Source excerpt »
- Born: November 25, 1873 Savannah, Georgia, U.S.
- Died: January 27, 1943 (aged 69) Savannah, Georgia, U.S.
- Resting place: Bonaventure Cemetery, Savannah, Georgia, U.S.
- Occupation: Educator
- Relatives: Charles Seton Henry Hardee (grandfather)

= Martha Gallaudet Waring =

American educator

Martha Gallaudet "Mattie" Waring (November 25, 1873 – January 27, 1943) was an American educator. She was a pioneer in the kindergarten movement in Georgia.

== Early life ==
Martha Gallaudet Backus was born in 1873 in Savannah, Georgia, to Henry Edward Backus and Alice Neufville Hardee, daughter of Savannah historian Charles Seton Henry Hardee. Her father died in Savannah's 1876 yellow fever epidemic when Backus was three years old. She had one known sibling: brother Henry Linsley Backus (1875–1951).

She was homeschooled by private tutors, and later attended St. Timothy's School, in Stevenson, Maryland, and the Free Kindergarten Training School, in Columbus, Georgia.

Information provided »

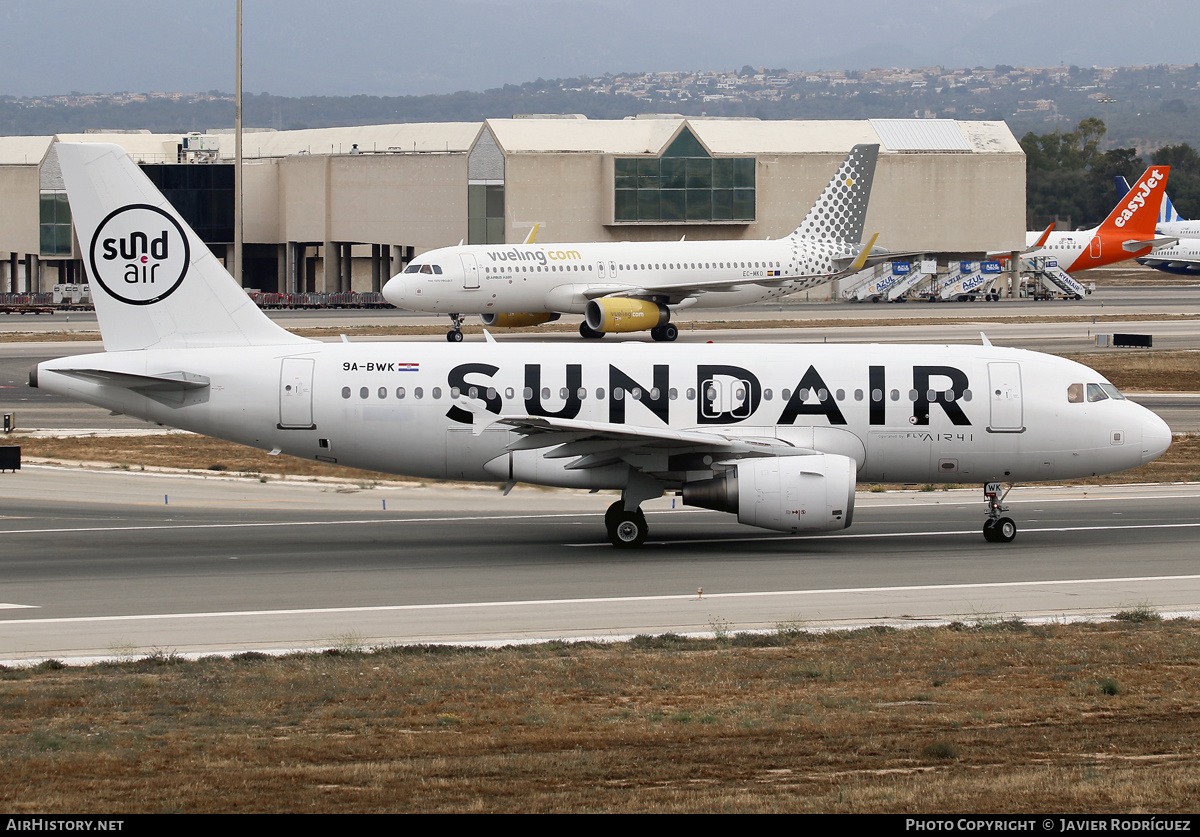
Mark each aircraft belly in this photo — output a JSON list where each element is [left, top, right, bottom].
[[695, 279, 773, 308]]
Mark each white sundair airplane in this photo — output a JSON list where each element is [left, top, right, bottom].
[[30, 144, 1171, 547], [383, 145, 880, 342]]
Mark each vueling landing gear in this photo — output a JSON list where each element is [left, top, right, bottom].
[[650, 323, 679, 343], [604, 500, 649, 549], [983, 482, 1016, 543]]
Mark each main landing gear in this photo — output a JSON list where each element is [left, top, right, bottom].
[[604, 500, 649, 549], [650, 323, 679, 343], [983, 482, 1016, 543]]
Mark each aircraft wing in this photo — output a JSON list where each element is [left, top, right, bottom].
[[476, 416, 817, 475]]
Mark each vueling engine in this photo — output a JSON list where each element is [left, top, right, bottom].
[[683, 453, 857, 532], [479, 313, 562, 329], [583, 296, 671, 335]]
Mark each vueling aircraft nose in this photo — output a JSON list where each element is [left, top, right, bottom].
[[1141, 410, 1171, 465]]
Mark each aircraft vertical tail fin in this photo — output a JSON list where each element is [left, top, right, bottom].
[[792, 144, 880, 245], [1097, 165, 1171, 240], [54, 143, 307, 351], [1112, 174, 1187, 224]]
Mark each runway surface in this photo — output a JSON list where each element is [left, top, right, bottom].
[[0, 288, 1200, 662], [0, 468, 1200, 661]]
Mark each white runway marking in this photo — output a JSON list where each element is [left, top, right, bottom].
[[7, 574, 1200, 625]]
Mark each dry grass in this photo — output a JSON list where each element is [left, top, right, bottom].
[[14, 433, 405, 481], [7, 620, 1200, 814], [1063, 349, 1200, 392]]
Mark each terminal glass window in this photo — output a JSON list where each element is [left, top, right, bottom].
[[37, 192, 71, 255], [613, 128, 755, 223], [142, 163, 234, 243], [467, 183, 504, 245]]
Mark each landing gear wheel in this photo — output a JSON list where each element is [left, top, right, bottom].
[[983, 482, 1016, 543], [604, 502, 649, 549], [984, 517, 1016, 543]]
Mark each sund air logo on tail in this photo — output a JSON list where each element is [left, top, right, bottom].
[[91, 204, 191, 305]]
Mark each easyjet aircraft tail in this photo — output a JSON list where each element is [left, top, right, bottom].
[[1097, 165, 1171, 237], [54, 143, 307, 351]]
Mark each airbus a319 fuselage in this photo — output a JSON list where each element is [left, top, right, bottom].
[[30, 144, 1171, 547]]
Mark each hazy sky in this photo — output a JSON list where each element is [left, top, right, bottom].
[[0, 0, 1200, 96]]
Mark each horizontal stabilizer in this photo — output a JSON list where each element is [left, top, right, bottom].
[[54, 369, 210, 407], [1121, 235, 1180, 253]]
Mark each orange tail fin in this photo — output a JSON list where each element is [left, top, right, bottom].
[[1097, 165, 1171, 239]]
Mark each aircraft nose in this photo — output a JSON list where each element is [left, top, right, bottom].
[[1141, 410, 1171, 465]]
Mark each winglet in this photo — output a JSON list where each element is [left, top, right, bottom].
[[1025, 221, 1055, 253], [792, 144, 880, 243], [847, 233, 880, 273]]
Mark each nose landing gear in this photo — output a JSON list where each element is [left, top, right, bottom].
[[983, 482, 1016, 543]]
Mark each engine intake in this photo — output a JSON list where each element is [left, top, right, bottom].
[[683, 453, 858, 532], [583, 296, 671, 335]]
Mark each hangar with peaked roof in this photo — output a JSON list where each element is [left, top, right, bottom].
[[0, 115, 1025, 298]]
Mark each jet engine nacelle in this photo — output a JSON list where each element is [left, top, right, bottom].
[[683, 453, 858, 532], [583, 296, 671, 335], [479, 312, 562, 329]]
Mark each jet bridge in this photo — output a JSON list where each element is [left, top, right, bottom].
[[884, 259, 937, 302], [1021, 255, 1092, 300]]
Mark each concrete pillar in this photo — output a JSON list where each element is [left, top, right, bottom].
[[337, 241, 354, 293], [320, 241, 341, 294], [379, 245, 391, 290], [275, 245, 288, 294], [280, 241, 296, 294], [25, 253, 40, 294]]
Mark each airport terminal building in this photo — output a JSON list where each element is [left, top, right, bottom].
[[0, 115, 1025, 295]]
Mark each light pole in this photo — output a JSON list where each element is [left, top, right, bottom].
[[233, 0, 242, 284], [1099, 95, 1116, 145]]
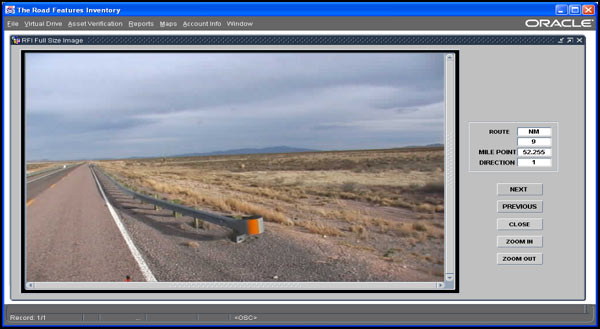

Task set »
• A. Decide whether each statement below agrees with the biography of Martha Gallaudet Waring. Answer yes or no for each, and quote the deciding words. (i) Her grandfather was a historian from Savannah. (ii) She had two known siblings. (iii) She attended St. Timothy's School in Columbus, Georgia.
• B. According to the biography of Martha Gallaudet Waring, where was she laid to rest?
• C. Pick up the biography of Martha Gallaudet Waring after its final sentence, and write the next few sentences.

The results »
• A.
(i) Yes: "daughter of Savannah historian Charles Seton Henry Hardee"
(ii) No: "She had one known sibling"
(iii) No: "St. Timothy's School, in Stevenson, Maryland"

• B. Bonaventure Cemetery, Savannah, Georgia, U.S.

• C.
== Career ==
Waring remained in Columbus for two years post-graduation as principal of the training school. She held the same position for years in Savannah. She became president of Savannah Kindergarten Club, vice-president of the Kate Baldwin Free Kindergarten, president of the Parent–Teachers' Association of Savannah and president of Bishop Elliott Society of Christ Church.

Waring wrote "Training Children in Language and Literature," a column in the August 18, 1922, edition of The Delta County Independent in Colorado.

Waring's grandfather, Charles Seton Henry Hardee, died in Savannah in 1927, aged 97, while at his desk writing Charles Seton Henry Hardee's Recollections of Old Savannah, the second volume of his memoirs. "His pencil did not drop from his weary fingers. His notebook lay on his table, ready for further recollections of the development of his beloved city," wrote Waring, who had his works published.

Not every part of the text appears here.